[DATA — start]

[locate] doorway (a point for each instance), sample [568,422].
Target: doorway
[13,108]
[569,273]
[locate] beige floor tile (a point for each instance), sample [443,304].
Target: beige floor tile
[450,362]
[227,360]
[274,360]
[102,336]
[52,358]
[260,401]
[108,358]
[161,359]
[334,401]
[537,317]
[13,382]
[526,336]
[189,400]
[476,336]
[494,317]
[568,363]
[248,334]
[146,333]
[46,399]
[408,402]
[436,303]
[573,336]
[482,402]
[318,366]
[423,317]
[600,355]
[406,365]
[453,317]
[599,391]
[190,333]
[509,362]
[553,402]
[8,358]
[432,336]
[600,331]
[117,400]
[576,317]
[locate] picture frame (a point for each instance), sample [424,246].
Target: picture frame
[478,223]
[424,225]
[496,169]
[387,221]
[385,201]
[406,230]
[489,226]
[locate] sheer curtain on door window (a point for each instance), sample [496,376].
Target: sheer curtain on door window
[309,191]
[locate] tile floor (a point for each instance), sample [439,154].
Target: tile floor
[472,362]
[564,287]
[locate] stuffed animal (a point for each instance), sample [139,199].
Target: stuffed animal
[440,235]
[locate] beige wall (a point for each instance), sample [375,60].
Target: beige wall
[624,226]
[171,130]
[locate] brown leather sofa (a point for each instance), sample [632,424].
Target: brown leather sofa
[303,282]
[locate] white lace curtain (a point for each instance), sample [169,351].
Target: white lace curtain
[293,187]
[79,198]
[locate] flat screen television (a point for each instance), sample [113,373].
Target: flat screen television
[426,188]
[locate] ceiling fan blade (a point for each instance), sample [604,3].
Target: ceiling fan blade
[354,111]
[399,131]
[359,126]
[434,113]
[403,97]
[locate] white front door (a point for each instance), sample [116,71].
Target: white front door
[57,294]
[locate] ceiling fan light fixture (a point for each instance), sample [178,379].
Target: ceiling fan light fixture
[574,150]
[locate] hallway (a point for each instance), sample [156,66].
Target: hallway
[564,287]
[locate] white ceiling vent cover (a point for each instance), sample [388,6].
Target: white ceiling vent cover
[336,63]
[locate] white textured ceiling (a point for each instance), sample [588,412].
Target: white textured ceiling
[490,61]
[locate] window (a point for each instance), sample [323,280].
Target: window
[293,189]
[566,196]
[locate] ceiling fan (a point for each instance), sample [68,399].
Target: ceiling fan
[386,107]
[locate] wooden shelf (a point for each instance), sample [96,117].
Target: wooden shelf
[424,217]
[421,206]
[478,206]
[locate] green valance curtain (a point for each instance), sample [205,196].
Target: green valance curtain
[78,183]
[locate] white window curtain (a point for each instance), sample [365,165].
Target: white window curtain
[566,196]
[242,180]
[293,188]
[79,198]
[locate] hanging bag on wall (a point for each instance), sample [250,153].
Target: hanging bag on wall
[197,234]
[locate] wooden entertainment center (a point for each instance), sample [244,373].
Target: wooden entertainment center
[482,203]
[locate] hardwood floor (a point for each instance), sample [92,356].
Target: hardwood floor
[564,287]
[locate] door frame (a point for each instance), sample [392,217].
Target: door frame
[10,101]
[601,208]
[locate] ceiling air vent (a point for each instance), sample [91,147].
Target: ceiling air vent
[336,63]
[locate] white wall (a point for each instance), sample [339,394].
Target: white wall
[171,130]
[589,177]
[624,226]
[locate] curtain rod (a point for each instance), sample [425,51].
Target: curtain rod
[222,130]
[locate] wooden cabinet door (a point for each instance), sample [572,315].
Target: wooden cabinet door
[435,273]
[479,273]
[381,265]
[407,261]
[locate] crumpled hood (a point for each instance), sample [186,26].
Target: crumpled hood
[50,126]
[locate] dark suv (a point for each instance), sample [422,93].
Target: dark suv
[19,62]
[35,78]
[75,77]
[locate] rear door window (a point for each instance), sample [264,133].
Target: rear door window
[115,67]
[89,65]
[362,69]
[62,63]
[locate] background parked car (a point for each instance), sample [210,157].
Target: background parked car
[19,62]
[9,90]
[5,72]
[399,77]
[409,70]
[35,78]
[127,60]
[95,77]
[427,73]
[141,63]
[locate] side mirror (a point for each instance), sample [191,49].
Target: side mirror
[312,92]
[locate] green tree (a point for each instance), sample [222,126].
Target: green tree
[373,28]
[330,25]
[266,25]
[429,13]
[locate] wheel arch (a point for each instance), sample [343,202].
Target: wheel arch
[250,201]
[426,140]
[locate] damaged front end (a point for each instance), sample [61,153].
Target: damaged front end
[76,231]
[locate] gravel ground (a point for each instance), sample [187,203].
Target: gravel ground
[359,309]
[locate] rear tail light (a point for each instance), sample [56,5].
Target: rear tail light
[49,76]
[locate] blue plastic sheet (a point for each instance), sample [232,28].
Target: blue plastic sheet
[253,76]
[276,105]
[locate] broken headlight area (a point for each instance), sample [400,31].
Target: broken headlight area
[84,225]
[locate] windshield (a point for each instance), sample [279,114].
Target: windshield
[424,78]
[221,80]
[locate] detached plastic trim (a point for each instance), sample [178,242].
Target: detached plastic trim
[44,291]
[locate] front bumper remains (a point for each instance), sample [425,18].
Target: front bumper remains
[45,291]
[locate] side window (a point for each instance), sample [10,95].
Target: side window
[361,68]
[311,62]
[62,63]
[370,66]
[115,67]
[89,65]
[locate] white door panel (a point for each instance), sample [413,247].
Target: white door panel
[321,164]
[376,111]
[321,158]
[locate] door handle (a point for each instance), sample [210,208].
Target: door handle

[DATA — finish]
[DATA — start]

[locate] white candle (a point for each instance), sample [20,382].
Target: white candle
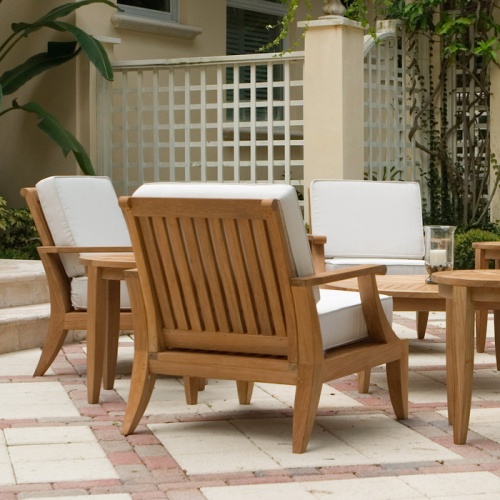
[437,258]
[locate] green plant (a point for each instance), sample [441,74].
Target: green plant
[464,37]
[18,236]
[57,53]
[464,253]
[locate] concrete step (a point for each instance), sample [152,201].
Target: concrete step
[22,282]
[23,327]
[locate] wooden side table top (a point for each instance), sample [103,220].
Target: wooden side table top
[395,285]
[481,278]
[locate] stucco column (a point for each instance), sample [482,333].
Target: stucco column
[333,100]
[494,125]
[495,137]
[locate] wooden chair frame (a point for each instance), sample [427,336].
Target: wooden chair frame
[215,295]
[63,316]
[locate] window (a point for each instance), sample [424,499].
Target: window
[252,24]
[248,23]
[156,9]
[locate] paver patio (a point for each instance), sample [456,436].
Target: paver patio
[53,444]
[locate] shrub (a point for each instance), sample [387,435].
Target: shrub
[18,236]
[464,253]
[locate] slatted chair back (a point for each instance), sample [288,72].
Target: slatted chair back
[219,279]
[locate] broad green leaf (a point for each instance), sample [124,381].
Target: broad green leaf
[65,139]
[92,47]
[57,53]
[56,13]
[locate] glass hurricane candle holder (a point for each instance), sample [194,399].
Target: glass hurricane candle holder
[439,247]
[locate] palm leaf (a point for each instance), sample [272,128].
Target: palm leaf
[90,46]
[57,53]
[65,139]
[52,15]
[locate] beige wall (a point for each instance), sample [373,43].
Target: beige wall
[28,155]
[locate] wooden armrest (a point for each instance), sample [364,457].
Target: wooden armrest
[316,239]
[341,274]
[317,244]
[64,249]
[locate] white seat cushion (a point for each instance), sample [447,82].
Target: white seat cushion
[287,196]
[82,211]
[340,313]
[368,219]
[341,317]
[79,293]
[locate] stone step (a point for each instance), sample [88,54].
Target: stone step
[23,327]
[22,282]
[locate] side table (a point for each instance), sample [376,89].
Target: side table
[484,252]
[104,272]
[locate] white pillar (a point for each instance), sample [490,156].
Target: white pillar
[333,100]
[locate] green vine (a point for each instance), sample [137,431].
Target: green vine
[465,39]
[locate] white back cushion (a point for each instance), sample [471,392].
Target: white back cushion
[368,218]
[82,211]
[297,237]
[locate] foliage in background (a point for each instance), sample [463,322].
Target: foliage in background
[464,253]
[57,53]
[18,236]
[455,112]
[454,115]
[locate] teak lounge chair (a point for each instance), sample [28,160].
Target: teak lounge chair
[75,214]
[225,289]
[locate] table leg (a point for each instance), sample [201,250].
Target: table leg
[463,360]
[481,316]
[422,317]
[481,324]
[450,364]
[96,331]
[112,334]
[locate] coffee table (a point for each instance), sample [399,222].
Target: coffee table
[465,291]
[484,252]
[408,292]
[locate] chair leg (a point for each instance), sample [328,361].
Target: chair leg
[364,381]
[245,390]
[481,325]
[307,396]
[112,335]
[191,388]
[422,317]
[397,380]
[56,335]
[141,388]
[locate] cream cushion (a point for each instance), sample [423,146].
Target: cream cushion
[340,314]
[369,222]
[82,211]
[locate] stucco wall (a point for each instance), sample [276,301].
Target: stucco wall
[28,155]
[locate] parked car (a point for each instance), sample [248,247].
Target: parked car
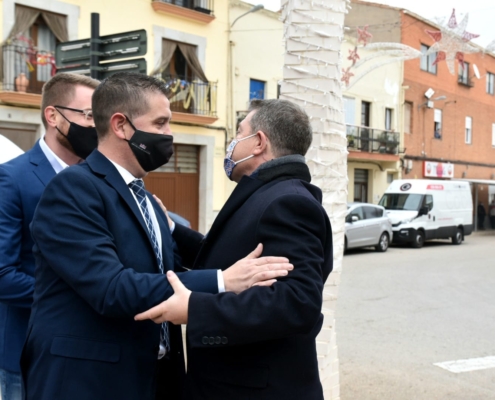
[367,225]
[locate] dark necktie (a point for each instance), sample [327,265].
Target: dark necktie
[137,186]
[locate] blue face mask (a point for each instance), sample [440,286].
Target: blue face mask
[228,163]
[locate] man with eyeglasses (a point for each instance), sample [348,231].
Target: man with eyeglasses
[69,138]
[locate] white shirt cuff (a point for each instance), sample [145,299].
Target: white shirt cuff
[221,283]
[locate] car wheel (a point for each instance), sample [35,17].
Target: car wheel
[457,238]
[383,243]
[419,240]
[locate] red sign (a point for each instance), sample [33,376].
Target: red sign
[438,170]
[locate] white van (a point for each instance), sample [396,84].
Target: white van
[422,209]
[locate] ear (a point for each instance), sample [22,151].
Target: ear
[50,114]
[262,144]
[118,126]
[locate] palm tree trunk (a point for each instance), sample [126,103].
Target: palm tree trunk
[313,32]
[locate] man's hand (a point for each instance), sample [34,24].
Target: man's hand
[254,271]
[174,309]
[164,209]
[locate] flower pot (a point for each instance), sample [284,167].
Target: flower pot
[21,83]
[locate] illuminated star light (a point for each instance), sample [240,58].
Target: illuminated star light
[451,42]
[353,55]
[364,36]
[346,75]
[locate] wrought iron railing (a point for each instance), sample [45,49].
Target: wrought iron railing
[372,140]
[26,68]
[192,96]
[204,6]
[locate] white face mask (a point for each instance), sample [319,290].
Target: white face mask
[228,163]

[DATA — finish]

* _TRY IT_
Transcribe, exactly and without additions, the lines of the records above, beginning with the line that contains "[locate] doorway (a" and ending with the line that contains "[locate] beige floor", both included.

* _WRITTEN REPLY_
[locate] doorway (a point for each instance), sample [568,422].
Target: doorway
[13,108]
[569,273]
[locate] beige floor tile (a point for each instance), sample [443,304].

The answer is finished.